* Activity: Return all the entries below exactly, except for the images they hold.

* The records:
----
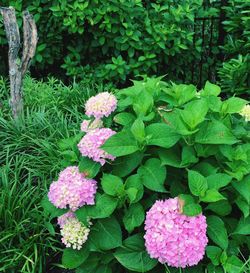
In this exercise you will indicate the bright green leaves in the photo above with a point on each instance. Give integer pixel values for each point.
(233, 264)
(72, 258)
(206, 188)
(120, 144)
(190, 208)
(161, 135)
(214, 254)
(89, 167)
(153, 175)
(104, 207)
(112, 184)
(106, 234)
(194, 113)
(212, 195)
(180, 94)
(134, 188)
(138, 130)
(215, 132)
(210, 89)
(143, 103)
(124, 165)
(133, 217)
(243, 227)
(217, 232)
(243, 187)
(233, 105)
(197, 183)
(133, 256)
----
* Response below:
In this exercise you will indicate the bright green leaves in the photo above with a point on each instance. Give integer pixel values for each point.
(233, 264)
(72, 258)
(206, 188)
(120, 144)
(190, 208)
(161, 135)
(214, 254)
(89, 167)
(153, 175)
(104, 207)
(112, 184)
(106, 234)
(194, 113)
(212, 195)
(180, 94)
(134, 188)
(138, 130)
(215, 132)
(210, 89)
(143, 103)
(124, 165)
(133, 217)
(243, 227)
(217, 232)
(243, 187)
(233, 105)
(197, 183)
(133, 256)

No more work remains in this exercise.